RAW DATA
——

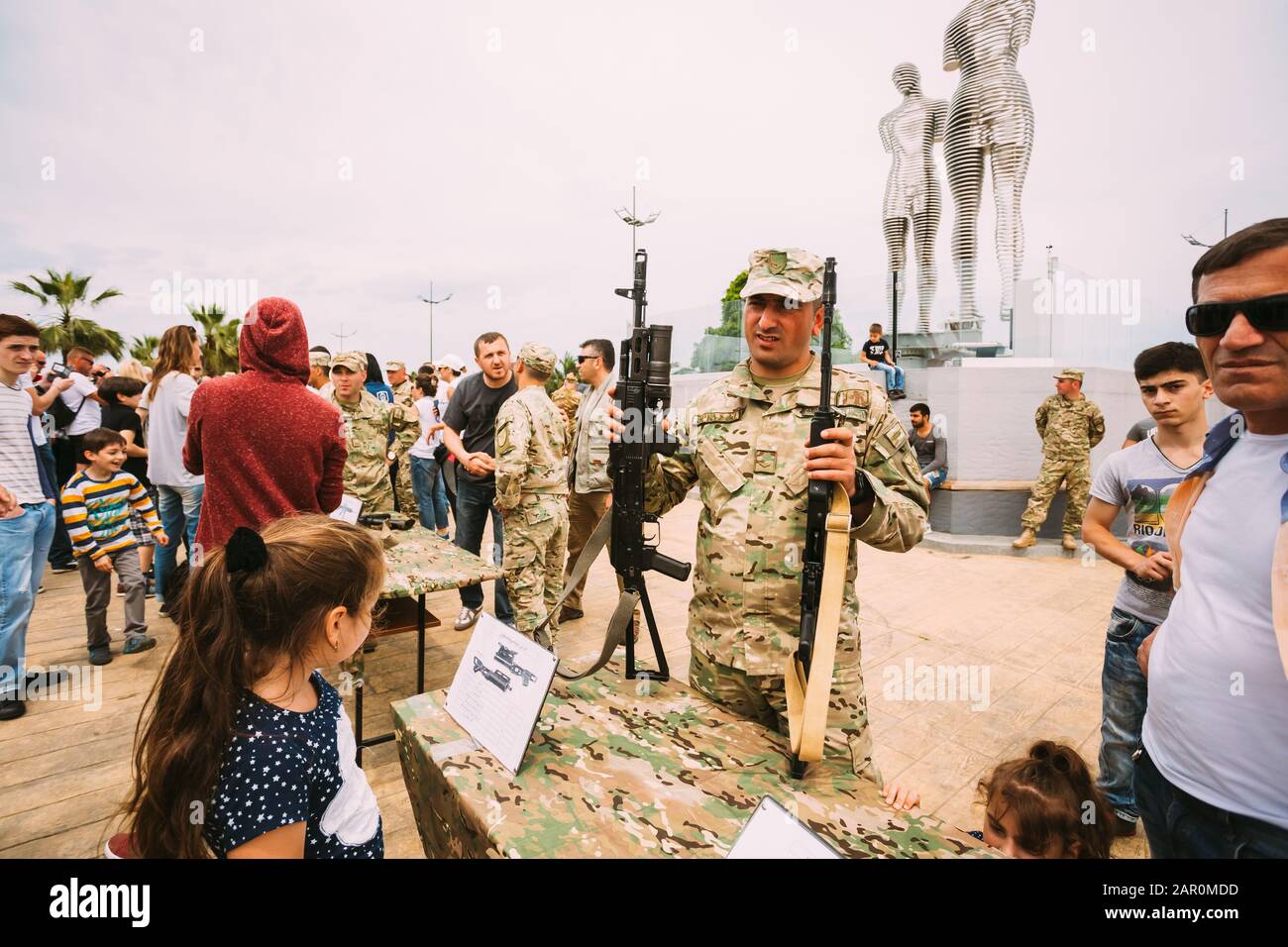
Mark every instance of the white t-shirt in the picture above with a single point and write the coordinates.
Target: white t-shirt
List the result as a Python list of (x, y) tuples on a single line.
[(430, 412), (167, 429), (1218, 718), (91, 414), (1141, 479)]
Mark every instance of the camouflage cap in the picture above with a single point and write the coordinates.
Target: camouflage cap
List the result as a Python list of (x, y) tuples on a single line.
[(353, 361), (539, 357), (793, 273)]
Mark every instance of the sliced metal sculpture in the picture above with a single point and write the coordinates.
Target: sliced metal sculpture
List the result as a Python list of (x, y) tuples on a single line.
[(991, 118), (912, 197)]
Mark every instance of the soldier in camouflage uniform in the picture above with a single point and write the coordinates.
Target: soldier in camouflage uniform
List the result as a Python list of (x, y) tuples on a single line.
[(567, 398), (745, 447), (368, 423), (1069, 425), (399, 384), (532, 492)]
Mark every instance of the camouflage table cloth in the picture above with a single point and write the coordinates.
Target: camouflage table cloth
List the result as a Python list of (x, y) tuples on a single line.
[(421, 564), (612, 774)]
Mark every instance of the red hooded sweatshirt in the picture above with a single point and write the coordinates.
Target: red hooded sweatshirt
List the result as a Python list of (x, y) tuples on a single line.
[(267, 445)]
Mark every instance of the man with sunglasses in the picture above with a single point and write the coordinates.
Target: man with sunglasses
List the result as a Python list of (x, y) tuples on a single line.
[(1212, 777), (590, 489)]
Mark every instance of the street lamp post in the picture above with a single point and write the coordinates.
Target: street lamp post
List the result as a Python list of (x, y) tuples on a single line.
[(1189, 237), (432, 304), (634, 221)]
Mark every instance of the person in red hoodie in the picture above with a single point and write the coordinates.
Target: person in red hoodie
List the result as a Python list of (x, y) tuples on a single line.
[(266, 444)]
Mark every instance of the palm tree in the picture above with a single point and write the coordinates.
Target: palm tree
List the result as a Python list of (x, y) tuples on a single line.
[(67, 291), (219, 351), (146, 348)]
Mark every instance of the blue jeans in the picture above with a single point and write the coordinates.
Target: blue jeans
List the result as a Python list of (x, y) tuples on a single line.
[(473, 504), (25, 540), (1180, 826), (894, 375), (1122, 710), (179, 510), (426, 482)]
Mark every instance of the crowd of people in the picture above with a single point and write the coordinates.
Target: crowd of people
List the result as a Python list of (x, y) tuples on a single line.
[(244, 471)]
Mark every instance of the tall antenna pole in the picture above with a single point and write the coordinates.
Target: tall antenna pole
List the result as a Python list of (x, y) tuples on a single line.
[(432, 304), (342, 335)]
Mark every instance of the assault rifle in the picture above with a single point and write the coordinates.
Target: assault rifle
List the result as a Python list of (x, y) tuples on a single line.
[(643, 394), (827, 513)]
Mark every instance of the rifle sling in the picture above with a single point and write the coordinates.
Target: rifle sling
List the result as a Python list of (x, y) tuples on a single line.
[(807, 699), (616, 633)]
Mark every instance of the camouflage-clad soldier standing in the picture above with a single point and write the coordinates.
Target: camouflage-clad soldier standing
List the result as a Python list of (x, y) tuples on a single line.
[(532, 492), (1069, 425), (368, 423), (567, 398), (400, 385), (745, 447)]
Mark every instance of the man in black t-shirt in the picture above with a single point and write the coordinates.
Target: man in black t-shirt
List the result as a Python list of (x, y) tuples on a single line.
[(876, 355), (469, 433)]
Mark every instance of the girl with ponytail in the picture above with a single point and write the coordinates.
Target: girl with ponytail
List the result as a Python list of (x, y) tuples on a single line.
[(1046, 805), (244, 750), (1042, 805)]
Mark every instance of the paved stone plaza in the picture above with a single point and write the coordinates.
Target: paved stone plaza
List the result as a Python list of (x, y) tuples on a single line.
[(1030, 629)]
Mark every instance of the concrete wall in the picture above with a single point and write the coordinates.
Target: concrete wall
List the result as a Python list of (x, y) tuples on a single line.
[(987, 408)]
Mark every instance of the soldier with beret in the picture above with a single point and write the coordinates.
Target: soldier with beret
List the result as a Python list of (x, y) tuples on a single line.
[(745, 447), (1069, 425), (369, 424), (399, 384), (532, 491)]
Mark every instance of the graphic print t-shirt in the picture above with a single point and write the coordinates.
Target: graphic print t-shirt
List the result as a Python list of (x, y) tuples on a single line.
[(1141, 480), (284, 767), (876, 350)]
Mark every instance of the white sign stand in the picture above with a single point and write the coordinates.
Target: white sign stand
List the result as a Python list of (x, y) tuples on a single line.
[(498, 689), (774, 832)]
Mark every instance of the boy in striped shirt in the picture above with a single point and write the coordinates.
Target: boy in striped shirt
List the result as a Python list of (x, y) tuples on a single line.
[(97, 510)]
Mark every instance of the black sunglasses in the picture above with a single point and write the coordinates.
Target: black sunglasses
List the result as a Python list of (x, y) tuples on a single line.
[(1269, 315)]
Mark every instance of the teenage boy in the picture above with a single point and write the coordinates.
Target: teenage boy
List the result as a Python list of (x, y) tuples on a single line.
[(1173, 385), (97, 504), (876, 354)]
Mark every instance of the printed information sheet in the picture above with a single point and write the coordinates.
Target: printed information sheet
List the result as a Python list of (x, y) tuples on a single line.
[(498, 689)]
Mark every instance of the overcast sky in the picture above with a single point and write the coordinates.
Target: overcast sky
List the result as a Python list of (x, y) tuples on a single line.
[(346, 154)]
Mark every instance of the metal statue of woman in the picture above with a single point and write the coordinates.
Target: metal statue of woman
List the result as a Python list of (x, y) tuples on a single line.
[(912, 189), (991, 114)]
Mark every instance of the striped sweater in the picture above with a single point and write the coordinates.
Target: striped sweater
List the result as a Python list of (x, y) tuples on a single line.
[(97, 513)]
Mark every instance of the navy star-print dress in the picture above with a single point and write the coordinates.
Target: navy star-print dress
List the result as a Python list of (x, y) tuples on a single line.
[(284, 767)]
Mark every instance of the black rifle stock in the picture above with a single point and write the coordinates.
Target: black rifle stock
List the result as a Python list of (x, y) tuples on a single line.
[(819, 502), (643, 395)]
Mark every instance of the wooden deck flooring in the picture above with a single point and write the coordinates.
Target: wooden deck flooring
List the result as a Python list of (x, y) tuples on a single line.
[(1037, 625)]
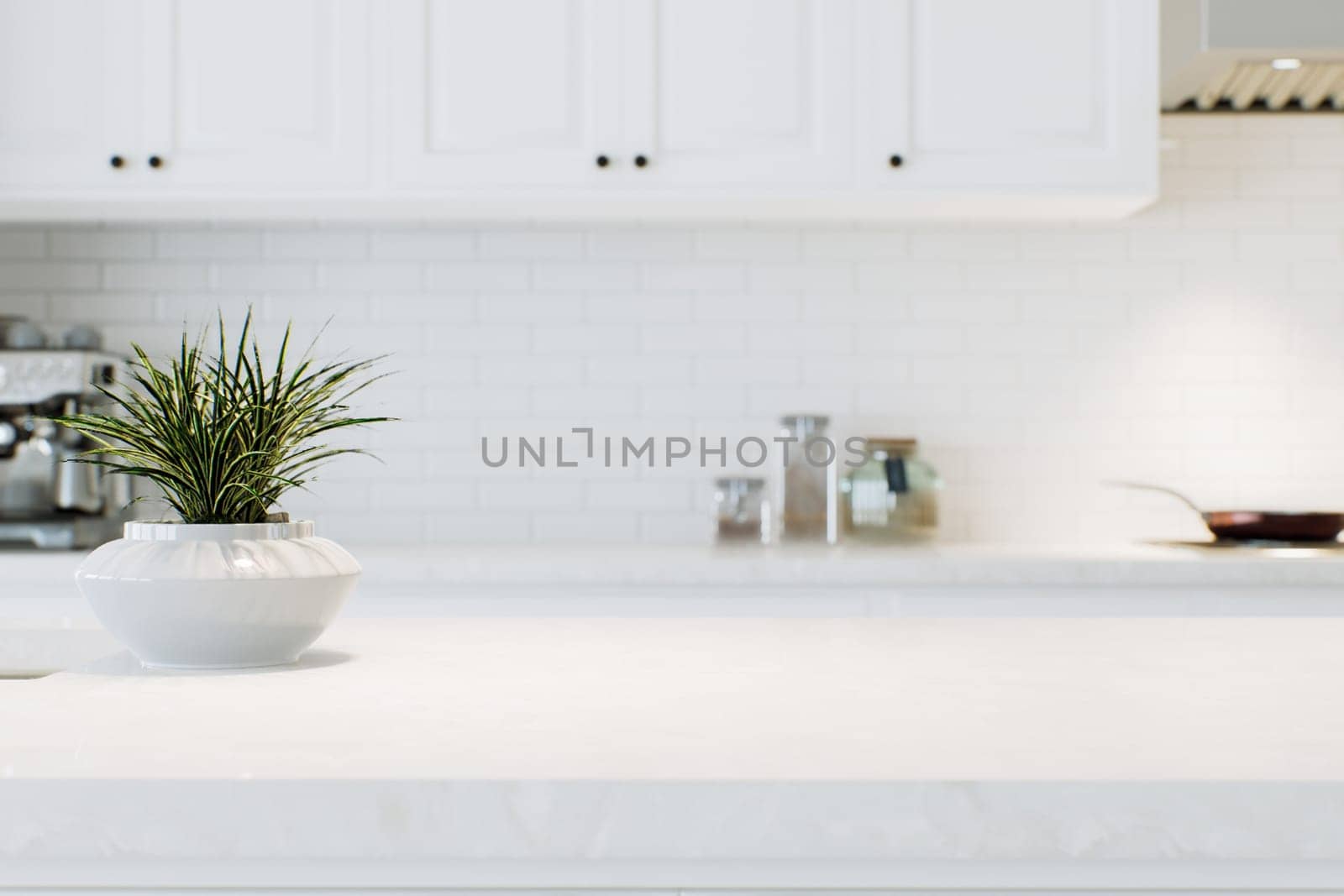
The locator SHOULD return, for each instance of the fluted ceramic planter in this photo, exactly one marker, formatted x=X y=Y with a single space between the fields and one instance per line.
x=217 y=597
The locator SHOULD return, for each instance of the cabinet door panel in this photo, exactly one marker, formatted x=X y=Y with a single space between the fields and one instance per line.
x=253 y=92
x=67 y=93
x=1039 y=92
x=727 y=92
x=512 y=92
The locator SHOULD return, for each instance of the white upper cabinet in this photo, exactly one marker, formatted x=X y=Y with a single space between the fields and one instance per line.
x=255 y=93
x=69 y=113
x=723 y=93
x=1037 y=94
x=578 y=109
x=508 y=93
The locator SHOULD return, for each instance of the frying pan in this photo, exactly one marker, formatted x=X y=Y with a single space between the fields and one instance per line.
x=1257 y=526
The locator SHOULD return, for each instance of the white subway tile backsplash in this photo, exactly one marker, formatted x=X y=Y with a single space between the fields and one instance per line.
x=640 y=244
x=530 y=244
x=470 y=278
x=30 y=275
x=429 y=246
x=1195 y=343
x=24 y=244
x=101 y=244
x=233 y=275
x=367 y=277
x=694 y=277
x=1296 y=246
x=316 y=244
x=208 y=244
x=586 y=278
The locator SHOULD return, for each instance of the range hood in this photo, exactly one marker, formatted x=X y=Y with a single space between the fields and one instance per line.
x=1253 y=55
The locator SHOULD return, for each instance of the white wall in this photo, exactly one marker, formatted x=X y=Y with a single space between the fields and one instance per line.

——

EXERCISE INSTRUCTIONS
Format the rows above as a numbered list, from the line containing "Mark every instance of the navy" up to and including the line containing "x=217 y=597". Leave out blank lines and pictures.

TASK OUTPUT
1. Mark every instance of the navy star-print dress in the picture above with a single point and write the coordinates.
2. Target: navy star-print dress
3. List the result as a Python list of (x, y) tuples on a single line.
4. [(284, 767)]
5. Mark every instance of the black rifle stock in the picture above with a single point and write the coordinates.
6. Target: black rifle stock
7. List the result as a Python list of (x, y) tuples on a single line.
8. [(819, 502), (643, 395)]
9. Mark every instance of the wooden deck flooring in the picture above with a single point and write the coordinates.
10. Target: wooden deck flooring
11. List the result as a Python list of (x, y) tuples on a single line.
12. [(1037, 625)]
13. The locator SHOULD return, for each instance of the fluted ceramic planter in this photo, exactly one marker, formatted x=X y=Y with a single space between the fields and one instance per line.
14. x=217 y=597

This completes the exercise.